> **Source text**
After installing, paquo requires a QuPath installation to run. To get QuPath follow the installation instructions. If you choose the default installation paths paquo should autodetect your QuPath.

Or you can run the following command to download a specific version of QuPath to a location on your machine. Follow the printed instructions to configure paquo to use that version. Currently, paquo supports every version of QuPath from 0.2.0 to the most recent. (We even support older 0.2.0-mX versions but no guarantees).

> paquo get_qupath --install-path "/some/path/on/your/machine" 0.4.3
# downloading: https://github.com/qupath/qupath/releases/download/v0.4.3/QuPath-0.4.3-Linux.tar.xz
# progress ................... OK
# extracting: [...]/QuPath-0.4.3-Linux.tar.xz
# available at: /some/path/on/your/machine/QuPath-0.4.3
#
# use via environment variable:
#   $ export PAQUO_QUPATH_DIR=/some/path/on/your/machine/QuPath-0.4.3
#
# use via .paquo.toml config file:
#   qupath_dir="/some/path/on/your/machine/QuPath-0.4.3"

> **Objective 1**
From the paquo installation text, list each label that opens a line beginning with "#" and ends in a colon.

> **Rows**
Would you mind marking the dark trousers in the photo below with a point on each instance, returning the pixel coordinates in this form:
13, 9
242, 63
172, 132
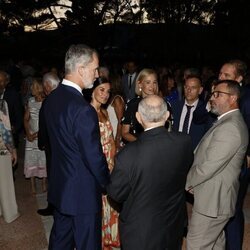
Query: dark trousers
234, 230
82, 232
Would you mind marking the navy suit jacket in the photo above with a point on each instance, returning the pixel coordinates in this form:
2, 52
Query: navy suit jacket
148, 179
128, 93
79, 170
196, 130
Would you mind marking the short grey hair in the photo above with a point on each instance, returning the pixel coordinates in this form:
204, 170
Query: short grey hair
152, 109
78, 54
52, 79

* * *

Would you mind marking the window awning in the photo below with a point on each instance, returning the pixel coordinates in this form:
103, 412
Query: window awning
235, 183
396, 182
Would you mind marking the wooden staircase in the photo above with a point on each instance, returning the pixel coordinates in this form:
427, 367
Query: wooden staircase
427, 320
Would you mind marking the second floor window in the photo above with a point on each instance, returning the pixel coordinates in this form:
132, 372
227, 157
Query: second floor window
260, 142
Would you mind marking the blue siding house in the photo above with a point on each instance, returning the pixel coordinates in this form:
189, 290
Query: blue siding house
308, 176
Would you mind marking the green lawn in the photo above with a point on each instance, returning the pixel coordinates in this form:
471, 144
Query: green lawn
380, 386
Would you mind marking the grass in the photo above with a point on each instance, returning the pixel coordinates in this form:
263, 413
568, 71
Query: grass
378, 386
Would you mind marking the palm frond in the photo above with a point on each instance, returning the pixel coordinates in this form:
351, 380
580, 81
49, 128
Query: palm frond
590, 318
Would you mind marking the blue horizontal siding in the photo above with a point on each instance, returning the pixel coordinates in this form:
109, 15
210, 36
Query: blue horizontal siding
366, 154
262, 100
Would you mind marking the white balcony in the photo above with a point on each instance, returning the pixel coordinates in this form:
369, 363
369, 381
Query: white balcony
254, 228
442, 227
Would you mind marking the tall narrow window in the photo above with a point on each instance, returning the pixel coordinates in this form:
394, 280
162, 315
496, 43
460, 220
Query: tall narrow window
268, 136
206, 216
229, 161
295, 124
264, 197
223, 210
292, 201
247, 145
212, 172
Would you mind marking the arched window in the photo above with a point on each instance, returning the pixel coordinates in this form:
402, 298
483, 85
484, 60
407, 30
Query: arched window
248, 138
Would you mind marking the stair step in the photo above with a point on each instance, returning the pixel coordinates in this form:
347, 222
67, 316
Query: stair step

> **Objective 2**
Please count the lines of the records that contain the string "grey", with case counting, and give only the number.

> **Correct response 1**
downloading:
extracting:
available at:
use via environment variable:
use via .paquo.toml config file:

> **Correct response 2**
2